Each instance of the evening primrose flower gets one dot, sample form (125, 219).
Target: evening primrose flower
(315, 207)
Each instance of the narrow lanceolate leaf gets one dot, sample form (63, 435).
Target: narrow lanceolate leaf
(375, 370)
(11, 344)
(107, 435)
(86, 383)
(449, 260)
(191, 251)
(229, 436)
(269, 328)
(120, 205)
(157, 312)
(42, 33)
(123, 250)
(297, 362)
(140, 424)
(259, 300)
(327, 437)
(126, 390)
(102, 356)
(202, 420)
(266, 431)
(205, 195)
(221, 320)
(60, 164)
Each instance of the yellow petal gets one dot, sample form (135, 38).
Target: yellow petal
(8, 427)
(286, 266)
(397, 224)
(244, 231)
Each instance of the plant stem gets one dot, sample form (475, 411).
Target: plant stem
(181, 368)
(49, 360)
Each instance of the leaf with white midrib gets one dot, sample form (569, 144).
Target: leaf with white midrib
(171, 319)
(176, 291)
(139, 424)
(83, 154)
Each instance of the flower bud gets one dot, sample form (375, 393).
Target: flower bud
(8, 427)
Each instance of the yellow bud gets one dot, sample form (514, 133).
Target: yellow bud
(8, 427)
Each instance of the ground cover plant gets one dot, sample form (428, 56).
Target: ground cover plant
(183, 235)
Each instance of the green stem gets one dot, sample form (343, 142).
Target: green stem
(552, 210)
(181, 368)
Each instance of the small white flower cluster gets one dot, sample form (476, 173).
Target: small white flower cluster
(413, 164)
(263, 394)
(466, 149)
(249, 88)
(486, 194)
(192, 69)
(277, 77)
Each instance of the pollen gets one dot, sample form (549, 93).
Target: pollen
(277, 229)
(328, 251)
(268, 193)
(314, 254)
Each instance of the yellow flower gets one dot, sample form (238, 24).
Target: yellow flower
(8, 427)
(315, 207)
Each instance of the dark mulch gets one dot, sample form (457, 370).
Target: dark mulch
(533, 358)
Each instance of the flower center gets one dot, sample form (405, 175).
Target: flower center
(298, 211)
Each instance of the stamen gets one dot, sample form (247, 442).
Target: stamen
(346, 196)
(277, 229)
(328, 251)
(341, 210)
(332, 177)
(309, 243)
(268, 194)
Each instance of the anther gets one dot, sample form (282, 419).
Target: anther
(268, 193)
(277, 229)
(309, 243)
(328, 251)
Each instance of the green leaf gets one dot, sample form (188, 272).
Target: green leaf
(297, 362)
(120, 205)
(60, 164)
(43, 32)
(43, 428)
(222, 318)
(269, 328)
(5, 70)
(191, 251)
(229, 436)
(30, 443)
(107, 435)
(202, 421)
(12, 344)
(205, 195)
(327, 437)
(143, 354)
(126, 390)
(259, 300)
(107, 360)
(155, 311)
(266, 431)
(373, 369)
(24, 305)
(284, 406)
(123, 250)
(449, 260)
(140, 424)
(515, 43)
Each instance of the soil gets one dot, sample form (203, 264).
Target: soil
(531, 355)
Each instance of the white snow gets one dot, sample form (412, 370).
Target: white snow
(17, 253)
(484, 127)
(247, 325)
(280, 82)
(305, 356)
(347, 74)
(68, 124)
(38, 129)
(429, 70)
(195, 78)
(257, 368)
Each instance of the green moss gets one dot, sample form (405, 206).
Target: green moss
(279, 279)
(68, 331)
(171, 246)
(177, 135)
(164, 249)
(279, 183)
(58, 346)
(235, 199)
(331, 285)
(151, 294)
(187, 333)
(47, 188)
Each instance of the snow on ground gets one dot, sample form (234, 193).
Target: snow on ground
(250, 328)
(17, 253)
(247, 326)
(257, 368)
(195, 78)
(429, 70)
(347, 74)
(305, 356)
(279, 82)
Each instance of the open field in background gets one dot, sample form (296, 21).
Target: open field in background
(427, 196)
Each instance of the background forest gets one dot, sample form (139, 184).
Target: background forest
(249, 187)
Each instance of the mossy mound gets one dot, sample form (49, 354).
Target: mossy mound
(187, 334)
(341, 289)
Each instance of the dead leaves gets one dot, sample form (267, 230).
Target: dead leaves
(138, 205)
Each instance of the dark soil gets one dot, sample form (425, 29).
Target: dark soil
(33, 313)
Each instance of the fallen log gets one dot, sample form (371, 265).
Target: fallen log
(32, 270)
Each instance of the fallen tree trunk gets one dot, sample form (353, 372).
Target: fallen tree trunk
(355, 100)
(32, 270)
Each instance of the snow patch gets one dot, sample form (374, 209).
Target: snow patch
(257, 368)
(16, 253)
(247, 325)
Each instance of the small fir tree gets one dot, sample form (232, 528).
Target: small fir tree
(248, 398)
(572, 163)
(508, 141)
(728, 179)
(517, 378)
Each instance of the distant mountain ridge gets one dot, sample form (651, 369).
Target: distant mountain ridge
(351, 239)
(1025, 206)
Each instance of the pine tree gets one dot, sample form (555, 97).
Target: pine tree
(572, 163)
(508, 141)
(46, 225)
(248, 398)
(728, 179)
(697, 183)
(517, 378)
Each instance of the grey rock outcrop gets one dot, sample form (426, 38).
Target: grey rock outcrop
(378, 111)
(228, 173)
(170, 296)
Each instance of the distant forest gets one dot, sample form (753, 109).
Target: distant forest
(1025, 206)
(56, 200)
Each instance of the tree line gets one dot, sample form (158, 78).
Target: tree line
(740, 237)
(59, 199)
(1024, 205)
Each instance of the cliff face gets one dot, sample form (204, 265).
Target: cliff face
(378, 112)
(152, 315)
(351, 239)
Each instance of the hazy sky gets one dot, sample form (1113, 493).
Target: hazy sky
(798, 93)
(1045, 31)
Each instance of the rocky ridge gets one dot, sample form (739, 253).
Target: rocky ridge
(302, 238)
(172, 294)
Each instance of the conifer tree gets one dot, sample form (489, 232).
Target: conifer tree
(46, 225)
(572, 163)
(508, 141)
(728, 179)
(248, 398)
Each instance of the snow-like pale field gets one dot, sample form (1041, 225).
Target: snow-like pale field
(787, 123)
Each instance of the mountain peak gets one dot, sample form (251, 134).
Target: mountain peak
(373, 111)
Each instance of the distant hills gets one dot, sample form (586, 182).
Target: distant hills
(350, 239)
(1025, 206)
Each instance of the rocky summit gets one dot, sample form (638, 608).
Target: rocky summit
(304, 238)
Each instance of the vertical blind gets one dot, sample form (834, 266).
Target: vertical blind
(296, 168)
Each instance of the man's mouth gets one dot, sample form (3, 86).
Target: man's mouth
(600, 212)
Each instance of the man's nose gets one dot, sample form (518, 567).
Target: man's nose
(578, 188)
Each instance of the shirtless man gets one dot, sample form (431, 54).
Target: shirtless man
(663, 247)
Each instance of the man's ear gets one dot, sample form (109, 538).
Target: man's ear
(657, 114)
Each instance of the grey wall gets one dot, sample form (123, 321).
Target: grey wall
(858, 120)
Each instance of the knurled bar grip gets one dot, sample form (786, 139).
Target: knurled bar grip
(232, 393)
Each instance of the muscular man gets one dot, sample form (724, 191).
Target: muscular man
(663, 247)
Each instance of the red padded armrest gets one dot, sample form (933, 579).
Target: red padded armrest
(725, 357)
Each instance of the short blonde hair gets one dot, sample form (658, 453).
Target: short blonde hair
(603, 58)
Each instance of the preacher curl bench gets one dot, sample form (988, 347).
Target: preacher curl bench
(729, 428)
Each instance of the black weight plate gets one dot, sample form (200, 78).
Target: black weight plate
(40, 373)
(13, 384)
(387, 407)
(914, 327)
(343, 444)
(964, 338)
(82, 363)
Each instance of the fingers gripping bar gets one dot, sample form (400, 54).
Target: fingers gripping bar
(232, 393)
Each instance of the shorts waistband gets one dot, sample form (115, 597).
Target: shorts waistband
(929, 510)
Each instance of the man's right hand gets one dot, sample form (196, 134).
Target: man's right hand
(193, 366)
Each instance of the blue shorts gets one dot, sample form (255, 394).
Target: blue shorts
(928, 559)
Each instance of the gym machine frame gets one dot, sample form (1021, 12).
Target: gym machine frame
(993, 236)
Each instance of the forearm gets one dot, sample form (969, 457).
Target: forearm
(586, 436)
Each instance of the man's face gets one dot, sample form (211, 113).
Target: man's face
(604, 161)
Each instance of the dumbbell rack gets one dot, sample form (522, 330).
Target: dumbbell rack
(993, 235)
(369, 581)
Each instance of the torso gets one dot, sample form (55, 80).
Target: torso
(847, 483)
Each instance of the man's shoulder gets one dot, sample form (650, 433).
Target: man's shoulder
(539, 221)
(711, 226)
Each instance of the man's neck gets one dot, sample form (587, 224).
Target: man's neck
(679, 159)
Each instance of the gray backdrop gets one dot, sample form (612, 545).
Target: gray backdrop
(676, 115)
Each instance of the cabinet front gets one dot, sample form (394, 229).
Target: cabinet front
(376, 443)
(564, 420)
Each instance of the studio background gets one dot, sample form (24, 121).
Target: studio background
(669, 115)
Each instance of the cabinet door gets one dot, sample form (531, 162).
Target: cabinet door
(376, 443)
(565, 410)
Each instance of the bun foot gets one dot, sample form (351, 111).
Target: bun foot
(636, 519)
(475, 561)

_ _ _ _ _

## SET TASK
Rewrite the material from the line containing "Each instance of the gray" through the end of the material, inclusive, raising each answer coordinate by 144 and leaving the sample coordinates unchanged.

## SOLUTION TO THIS PROBLEM
Each instance of the gray backdrop gets one dot, sample form (612, 545).
Target: gray backdrop
(820, 259)
Each instance of the cabinet front gets one dot, sample form (394, 229).
Target: cabinet front
(520, 587)
(708, 564)
Each instance of the studio background gets one dot, sample form (24, 121).
Target: studio background
(813, 259)
Each instance of the cabinet door gets one dot, sample form (531, 162).
Target: cabinet door
(520, 587)
(709, 554)
Each instance of the bun foot gets one dot, sample form (351, 111).
Target: bun foot
(780, 663)
(619, 705)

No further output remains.